Passage —
__________
There are good and bad part about this way, on the good parts: it's quite easy, you can use it without wrapping around another iterator, it takes less memory generally than constructing a Vector and wrapping around it, it doesn't have the initial time cost.

You can change the Left and Right enum for integers and remember which means what, so that you don't pollute the namespace with types. (but it a namespace vs readability trade-off)

Now, on the bad parts: you have to think about how to go from the current to next state by changing functions ahead of computing them, that's not the most intuitive thing, you compute the same operations LOTS of time, in fact, this algorithm is $O(n*h)$ where h is the height of the tree and n the number of nodes, if the tree is not balanced at all, that's $O(n^2)$ !

Exercice: inspire yourself by this algorithm to make a $O(n)$ iterator (the best you can have) with a memory usage of $O(1)$, given a binary tree structure which also have its parent in its fields, and where each of its nodes are distinct.
__________
Action item — Write the next part of the passage on the binary tree iterator, picking up after its final sentence. These rows come from a separate source and are unrelated to the passage.

(Items from a dataset)
__________
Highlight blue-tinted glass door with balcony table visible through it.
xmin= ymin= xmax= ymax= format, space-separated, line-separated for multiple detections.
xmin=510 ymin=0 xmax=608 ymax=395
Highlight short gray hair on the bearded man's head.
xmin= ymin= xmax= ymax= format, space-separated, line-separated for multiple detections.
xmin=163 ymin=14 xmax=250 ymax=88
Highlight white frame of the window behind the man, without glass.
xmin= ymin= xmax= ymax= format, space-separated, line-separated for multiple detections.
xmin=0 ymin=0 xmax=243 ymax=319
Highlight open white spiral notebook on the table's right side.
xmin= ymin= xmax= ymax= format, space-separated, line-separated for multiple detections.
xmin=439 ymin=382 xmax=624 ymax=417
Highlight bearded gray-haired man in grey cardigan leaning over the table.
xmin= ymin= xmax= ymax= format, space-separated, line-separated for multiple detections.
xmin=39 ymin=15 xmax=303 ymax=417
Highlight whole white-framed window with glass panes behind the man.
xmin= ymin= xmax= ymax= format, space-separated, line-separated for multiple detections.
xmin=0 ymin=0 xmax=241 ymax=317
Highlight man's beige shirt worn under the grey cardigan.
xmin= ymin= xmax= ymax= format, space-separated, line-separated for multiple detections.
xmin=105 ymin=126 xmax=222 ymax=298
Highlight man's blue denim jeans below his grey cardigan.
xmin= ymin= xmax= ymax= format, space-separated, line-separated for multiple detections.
__________
Exercise answer —
Replicating the function stack as the state

Great, several hundred of lines in, and finally an "interesting" (as in, you probably didn't do that) idea. It came to me by writing the Hanoi tower iteratively and then writing the Ackermann function in assembly.

(get your seatbelt, there'll be lots of code and explaining in coming)

For the first time I'm going to try to formalize this process instead of yolo-ing it all the way through, feel free to tell me how unreadable it is :)

You first start by using the recursive function, and the return iterator will be the value returned by the imaginary function yield_iter

function preorder(t::BinTree)
    yield_iter(t.value)
    if t.left !== nothing
        preorder(t.left)
    end
    if t.right !== nothing
        preorder(t.right)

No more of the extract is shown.